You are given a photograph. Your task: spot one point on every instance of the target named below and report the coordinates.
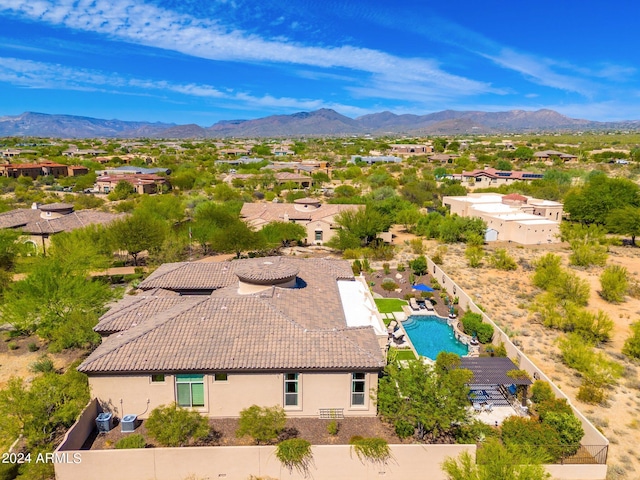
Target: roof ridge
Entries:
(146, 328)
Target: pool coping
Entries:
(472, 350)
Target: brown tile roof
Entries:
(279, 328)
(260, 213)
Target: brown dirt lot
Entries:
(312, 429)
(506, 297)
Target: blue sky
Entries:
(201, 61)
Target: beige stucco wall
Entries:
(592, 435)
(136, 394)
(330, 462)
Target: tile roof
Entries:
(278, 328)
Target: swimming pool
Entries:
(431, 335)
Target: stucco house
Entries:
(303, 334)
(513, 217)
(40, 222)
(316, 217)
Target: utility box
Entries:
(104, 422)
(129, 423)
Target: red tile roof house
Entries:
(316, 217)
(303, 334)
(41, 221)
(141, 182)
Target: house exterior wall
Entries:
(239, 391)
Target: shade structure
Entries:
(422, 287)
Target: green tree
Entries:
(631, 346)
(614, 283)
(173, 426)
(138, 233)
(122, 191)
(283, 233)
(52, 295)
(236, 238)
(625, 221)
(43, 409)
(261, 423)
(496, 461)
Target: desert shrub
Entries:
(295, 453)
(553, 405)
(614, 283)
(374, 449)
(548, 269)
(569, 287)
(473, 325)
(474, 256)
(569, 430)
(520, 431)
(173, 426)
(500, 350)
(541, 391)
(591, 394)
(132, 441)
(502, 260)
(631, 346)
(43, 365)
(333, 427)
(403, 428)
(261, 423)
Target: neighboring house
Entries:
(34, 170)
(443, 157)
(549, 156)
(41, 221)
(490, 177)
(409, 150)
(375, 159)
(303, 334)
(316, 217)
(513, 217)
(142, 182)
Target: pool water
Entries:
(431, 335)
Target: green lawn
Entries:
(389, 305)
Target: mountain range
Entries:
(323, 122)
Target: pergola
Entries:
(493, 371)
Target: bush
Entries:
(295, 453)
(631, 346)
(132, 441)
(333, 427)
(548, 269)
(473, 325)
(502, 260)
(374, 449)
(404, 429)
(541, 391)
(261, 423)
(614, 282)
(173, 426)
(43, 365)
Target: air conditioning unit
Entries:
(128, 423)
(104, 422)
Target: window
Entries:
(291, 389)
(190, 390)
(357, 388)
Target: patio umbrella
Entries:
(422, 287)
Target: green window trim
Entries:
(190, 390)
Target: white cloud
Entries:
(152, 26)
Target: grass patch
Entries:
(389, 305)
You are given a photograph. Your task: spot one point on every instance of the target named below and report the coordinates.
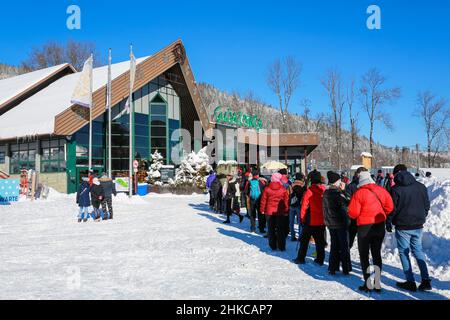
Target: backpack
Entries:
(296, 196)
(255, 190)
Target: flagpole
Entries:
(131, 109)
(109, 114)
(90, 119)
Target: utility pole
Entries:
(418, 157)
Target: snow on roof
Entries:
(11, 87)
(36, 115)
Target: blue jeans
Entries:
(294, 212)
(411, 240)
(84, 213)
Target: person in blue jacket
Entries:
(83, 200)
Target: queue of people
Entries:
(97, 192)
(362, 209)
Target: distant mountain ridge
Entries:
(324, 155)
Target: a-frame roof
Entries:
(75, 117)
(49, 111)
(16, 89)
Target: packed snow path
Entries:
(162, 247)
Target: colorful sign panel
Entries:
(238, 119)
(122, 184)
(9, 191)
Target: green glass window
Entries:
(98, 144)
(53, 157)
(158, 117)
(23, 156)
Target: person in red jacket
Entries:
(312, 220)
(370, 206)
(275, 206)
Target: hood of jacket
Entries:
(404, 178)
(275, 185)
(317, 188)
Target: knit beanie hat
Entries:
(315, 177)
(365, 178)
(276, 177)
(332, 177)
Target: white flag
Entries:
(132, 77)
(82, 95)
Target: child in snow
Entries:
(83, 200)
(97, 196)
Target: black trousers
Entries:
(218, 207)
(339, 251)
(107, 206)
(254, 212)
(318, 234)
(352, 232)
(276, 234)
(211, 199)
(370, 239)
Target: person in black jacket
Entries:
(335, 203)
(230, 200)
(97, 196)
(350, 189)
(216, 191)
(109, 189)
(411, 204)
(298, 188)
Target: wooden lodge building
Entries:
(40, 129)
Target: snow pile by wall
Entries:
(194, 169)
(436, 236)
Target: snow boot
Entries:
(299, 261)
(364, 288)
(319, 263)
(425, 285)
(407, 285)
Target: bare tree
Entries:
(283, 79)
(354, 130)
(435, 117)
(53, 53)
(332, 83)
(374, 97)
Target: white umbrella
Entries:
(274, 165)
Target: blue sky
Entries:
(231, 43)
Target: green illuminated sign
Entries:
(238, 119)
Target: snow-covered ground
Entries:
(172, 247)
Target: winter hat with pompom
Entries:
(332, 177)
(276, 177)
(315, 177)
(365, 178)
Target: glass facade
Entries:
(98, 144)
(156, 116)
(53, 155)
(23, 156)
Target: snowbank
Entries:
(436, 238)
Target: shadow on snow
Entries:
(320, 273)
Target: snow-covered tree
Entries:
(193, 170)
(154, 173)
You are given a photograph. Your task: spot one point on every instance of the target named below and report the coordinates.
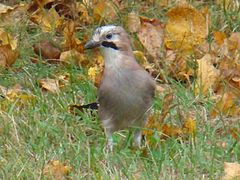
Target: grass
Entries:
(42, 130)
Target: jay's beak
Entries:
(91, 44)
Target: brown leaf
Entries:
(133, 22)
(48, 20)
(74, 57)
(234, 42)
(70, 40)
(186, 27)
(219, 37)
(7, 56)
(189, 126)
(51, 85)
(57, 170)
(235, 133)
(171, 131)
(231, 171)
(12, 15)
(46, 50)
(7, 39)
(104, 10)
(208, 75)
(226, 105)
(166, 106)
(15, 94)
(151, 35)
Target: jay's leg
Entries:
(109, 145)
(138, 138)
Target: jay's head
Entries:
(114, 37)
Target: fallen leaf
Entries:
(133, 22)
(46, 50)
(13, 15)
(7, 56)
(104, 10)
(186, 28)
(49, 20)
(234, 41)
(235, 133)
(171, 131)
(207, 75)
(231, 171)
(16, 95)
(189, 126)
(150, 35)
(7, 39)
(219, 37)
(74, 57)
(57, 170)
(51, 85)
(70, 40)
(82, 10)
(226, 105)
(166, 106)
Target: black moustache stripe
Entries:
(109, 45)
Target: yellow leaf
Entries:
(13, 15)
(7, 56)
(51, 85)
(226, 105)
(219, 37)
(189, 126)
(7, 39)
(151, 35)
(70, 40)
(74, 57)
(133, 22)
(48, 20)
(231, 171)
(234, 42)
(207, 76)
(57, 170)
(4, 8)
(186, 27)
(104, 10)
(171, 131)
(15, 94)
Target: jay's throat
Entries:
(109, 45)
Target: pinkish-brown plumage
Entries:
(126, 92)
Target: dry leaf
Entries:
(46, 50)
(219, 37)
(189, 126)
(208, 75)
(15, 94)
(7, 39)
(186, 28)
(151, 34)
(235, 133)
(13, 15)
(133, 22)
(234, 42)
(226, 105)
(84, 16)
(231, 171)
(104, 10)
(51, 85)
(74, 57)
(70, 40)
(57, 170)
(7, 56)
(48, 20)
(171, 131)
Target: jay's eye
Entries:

···

▸ **WORK TASK**
Set down every entry exactly; omit the pictures.

▸ **ANSWER FOR THE TASK**
You are given a photograph. Your task: spot one point on every instance of the target named below and report the coordinates.
Target: roof ridge
Entries:
(146, 328)
Target: pool coping
Entries:
(472, 350)
Target: brown tile roof
Entries:
(279, 328)
(260, 213)
Target: brown dirt lot
Entries:
(312, 429)
(506, 297)
Target: blue sky
Entries:
(201, 61)
Target: beige stucco wall
Entries:
(592, 435)
(136, 394)
(330, 462)
Target: tile roof
Entries:
(278, 328)
Target: swimming pool
Entries:
(431, 335)
Target: stucco house
Entries:
(303, 334)
(513, 217)
(40, 222)
(316, 217)
Target: utility box
Entries:
(104, 422)
(129, 423)
Target: red tile roof house
Entries:
(316, 217)
(303, 334)
(41, 221)
(141, 182)
Target: house exterior wall
Entries:
(239, 391)
Target: shade structure
Entries:
(422, 287)
Target: green tree
Entries:
(631, 346)
(614, 283)
(173, 426)
(138, 233)
(122, 191)
(283, 233)
(52, 295)
(236, 238)
(625, 221)
(43, 409)
(261, 423)
(496, 461)
Target: desert shrub
Entries:
(295, 453)
(553, 405)
(614, 283)
(374, 449)
(548, 269)
(569, 287)
(473, 325)
(474, 256)
(569, 430)
(520, 431)
(173, 426)
(500, 350)
(541, 391)
(591, 394)
(132, 441)
(502, 260)
(631, 346)
(43, 365)
(333, 427)
(403, 428)
(261, 423)
Target: neighboring house
Entries:
(34, 170)
(443, 157)
(549, 156)
(41, 221)
(490, 177)
(409, 150)
(375, 159)
(303, 334)
(316, 217)
(513, 217)
(142, 182)
Target: pool water
Entries:
(431, 335)
Target: green lawn
Entries:
(389, 305)
Target: mountain range
Entries:
(323, 122)
Target: pergola
Entries:
(493, 371)
Target: bush
Entries:
(295, 453)
(631, 346)
(132, 441)
(333, 427)
(548, 269)
(473, 325)
(502, 260)
(374, 449)
(404, 429)
(541, 391)
(261, 423)
(614, 282)
(173, 426)
(43, 365)
Target: air conditioning unit
Entries:
(128, 423)
(104, 422)
Target: window
Entries:
(291, 389)
(190, 390)
(357, 388)
Target: patio umbrella
Entries:
(422, 287)
Target: green window trim
Entries:
(190, 390)
Target: white cloud
Entries:
(152, 26)
Target: grass patch
Entries:
(389, 305)
You are given a photograph. Your task: spot one point on every instance of the target named below and report the coordinates.
Target: backpack
Entries:
(296, 196)
(255, 190)
Target: flagpole
Entries:
(131, 109)
(109, 114)
(90, 119)
Target: utility pole
Entries:
(418, 157)
Target: snow on roof
Entries:
(11, 87)
(36, 115)
Target: blue jeans
Entries:
(294, 212)
(411, 240)
(84, 213)
Target: person in blue jacket
Entries:
(83, 200)
Target: queue of people
Entries:
(97, 192)
(362, 209)
Target: distant mountain ridge
Entries:
(324, 155)
Target: a-frame roof
Entries:
(75, 117)
(49, 111)
(16, 89)
Target: packed snow path
Entries:
(162, 247)
Target: colorful sign panel
Entries:
(238, 119)
(122, 184)
(9, 191)
Target: green glass window
Entries:
(98, 144)
(53, 157)
(158, 117)
(23, 156)
Target: person in red jacket
Entries:
(312, 220)
(370, 206)
(275, 206)
Target: hood of jacket
Entries:
(404, 178)
(275, 185)
(317, 188)
Target: knit beanie hat
Entries:
(315, 177)
(365, 178)
(276, 177)
(332, 177)
Target: white flag
Entries:
(132, 77)
(82, 95)
Target: child in snow
Entries:
(83, 200)
(97, 196)
Target: black trousers
Entries:
(218, 207)
(339, 251)
(107, 206)
(254, 212)
(318, 234)
(352, 232)
(276, 234)
(211, 199)
(370, 239)
Target: person in black jacket
Entries:
(335, 203)
(230, 200)
(97, 196)
(350, 189)
(216, 191)
(109, 189)
(411, 204)
(298, 188)
Target: wooden lodge building
Entries:
(40, 129)
Target: snow pile by wall
Entries:
(194, 169)
(436, 236)
Target: snow boot
Entries:
(299, 261)
(364, 288)
(319, 263)
(425, 285)
(407, 285)
Target: bare tree
Entries:
(283, 79)
(354, 130)
(435, 117)
(53, 53)
(332, 83)
(374, 97)
Target: white umbrella
Entries:
(274, 165)
Target: blue sky
Entries:
(231, 43)
Target: green illuminated sign
Entries:
(238, 119)
Target: snow-covered ground
Entries:
(172, 247)
Target: winter hat with pompom
Entries:
(332, 177)
(276, 177)
(315, 177)
(365, 178)
Target: glass facade
Entries:
(98, 144)
(156, 116)
(53, 155)
(23, 156)
Target: snowbank
Entries:
(436, 238)
Target: shadow on snow
Entries:
(320, 273)
Target: snow-covered tree
Entries:
(193, 170)
(154, 173)
You are given a photograph. Your task: spot one point on every instance of the target named below and report the coordinates.
Target: grass
Entries:
(42, 130)
Target: jay's beak
Entries:
(91, 44)
Target: brown leaf
Entries:
(133, 22)
(48, 20)
(74, 57)
(234, 42)
(70, 40)
(186, 27)
(219, 37)
(7, 56)
(189, 126)
(51, 85)
(57, 170)
(235, 133)
(171, 131)
(231, 171)
(12, 15)
(46, 50)
(7, 39)
(104, 10)
(208, 75)
(226, 105)
(166, 106)
(15, 94)
(151, 35)
Target: jay's leg
Entries:
(109, 145)
(138, 138)
Target: jay's head
Entries:
(114, 37)
Target: fallen leaf
Entries:
(133, 22)
(46, 50)
(13, 15)
(7, 56)
(104, 10)
(186, 28)
(49, 20)
(234, 41)
(235, 133)
(171, 131)
(207, 75)
(231, 171)
(16, 95)
(189, 126)
(150, 35)
(7, 39)
(219, 37)
(74, 57)
(57, 170)
(51, 85)
(70, 40)
(82, 10)
(226, 105)
(166, 106)
Target: black moustache stripe
Entries:
(109, 45)
Target: yellow leaf
Entries:
(13, 15)
(7, 56)
(51, 85)
(226, 105)
(219, 37)
(189, 126)
(7, 39)
(151, 35)
(70, 40)
(74, 57)
(133, 22)
(48, 20)
(231, 171)
(234, 42)
(207, 76)
(57, 170)
(4, 8)
(186, 27)
(104, 10)
(171, 131)
(15, 94)
Target: jay's throat
Entries:
(109, 45)
Target: pinkish-brown plumage
Entries:
(126, 92)
Target: dry leaf
Entries:
(46, 50)
(219, 37)
(189, 126)
(208, 75)
(15, 94)
(7, 39)
(186, 28)
(151, 34)
(235, 133)
(13, 15)
(133, 22)
(234, 42)
(226, 105)
(84, 16)
(231, 171)
(104, 10)
(51, 85)
(74, 57)
(70, 40)
(57, 170)
(7, 56)
(48, 20)
(171, 131)
Target: jay's eye
Entries:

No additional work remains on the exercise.